Mi amiga Alicia nada en el ladies pond, el estanque femenino. Es socia de este club público al que no tanta gente quiere pertenecer porque nadar al aire libre en Londres no parece la idea más seductora para el gran público. La primera vez que volvió después del confinamiento tuvo que avisar al socorrista para que la vigilara muy de cerca: el agua estaba tan fría que no sabía ni si podría alcanzar uno de los salvavidas más cercanos. Mientras tanto, varias mujeres pasados los 70 se sumergían en el agua y hacían largos y largos sin pestañear. ¿Serán las mismas ninfas curtidas que se bañan cada día en la Concha, llueva o truene? ¿Estarán hechas del mismo material?

El estanque de mujeres es un lugar mítico en Londres, y según traspasas el torno de entrada apareces en un día cualquiera del grupo de Bloomsbury. Es fácil imaginar a Virginia Woolf imaginando su habitación, reordenando en la cabeza su privilegio. La habitación propia de todas esas mujeres que se deslizan por agua helada riéndose bien alto de nuestros remilgos es el ladies pond, es la Concha, son las aguas de las rías gallegas y los chapuzones en el Atlántico. Es una habitación sin paredes ni límites, un reino de pelos despeinados, gadgets analógicos, neoprenos viejos y termos llenos de caldo de huesos cocinados con la despreocupación de quien no tiene idea de qué es el colágeno. Un caldo de huesos precaldo de huesos.

■ Filas extraídas ■
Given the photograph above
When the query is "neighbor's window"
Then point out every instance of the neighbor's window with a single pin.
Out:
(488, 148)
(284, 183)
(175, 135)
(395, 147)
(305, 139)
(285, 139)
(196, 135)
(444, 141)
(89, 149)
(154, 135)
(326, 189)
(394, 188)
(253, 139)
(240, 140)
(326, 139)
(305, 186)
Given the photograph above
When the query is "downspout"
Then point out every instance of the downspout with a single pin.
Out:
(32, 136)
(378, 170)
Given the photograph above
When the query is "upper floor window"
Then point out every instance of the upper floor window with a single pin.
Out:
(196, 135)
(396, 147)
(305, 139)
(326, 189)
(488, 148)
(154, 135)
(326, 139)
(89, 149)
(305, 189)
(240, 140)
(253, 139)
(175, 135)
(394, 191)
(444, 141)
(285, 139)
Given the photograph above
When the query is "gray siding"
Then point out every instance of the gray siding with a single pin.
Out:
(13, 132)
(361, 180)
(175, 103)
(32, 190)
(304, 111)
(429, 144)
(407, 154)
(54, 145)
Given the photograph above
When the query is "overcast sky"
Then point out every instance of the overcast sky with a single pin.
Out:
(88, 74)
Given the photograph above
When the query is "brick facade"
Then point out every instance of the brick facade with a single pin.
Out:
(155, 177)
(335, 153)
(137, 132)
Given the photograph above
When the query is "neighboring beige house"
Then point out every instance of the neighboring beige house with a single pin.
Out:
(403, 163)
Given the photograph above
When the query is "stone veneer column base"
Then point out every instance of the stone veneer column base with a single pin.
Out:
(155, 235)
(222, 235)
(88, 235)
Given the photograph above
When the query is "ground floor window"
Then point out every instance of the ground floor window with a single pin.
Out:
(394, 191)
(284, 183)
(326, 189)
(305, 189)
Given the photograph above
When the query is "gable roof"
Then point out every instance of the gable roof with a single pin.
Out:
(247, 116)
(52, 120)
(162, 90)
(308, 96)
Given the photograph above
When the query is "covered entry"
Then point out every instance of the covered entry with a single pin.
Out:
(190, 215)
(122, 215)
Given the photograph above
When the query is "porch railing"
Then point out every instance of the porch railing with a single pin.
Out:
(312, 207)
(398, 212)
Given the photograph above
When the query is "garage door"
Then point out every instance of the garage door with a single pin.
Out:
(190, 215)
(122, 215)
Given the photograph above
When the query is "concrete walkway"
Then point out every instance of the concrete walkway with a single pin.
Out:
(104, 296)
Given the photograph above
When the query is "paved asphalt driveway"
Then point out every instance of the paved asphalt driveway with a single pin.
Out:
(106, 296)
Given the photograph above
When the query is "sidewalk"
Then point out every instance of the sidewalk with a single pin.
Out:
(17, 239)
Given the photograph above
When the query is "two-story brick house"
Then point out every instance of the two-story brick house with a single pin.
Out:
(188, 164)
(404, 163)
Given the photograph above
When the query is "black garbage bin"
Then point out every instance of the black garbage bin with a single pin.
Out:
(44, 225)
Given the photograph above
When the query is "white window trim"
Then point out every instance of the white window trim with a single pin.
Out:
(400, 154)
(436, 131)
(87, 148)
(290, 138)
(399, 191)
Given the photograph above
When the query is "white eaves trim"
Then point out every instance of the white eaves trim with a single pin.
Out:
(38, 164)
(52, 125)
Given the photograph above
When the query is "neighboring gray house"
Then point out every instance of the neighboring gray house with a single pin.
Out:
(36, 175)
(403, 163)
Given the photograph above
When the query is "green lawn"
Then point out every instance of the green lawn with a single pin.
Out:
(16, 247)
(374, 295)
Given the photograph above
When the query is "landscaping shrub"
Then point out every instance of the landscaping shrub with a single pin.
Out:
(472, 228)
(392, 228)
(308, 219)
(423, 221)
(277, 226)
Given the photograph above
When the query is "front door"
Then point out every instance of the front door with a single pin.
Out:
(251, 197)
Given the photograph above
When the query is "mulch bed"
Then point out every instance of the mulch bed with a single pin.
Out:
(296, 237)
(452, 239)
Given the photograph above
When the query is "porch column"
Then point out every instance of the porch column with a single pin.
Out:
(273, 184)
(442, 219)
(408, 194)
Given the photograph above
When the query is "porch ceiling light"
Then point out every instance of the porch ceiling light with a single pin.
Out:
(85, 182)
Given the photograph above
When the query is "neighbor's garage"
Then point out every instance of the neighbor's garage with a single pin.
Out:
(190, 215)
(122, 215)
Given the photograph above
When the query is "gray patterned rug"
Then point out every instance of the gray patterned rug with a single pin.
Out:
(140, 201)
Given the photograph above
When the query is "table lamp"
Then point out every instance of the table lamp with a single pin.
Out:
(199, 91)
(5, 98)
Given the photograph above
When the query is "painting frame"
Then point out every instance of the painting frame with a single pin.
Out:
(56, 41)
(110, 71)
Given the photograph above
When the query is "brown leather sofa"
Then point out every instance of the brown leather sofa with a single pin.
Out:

■ Enunciado ■
Responde estas preguntas sobre el fragmento del estanque femenino de Londres:
1. ¿A quién tuvo que avisar Alicia la primera vez que volvió después del confinamiento?
2. ¿Qué edad habían pasado las mujeres que hacían largos sin pestañear?
3. ¿Qué llevan los termos de esa "habitación sin paredes ni límites"?

■ Respuesta ■
1. Al socorrista.
2. Los 70 años.
3. Caldo de huesos.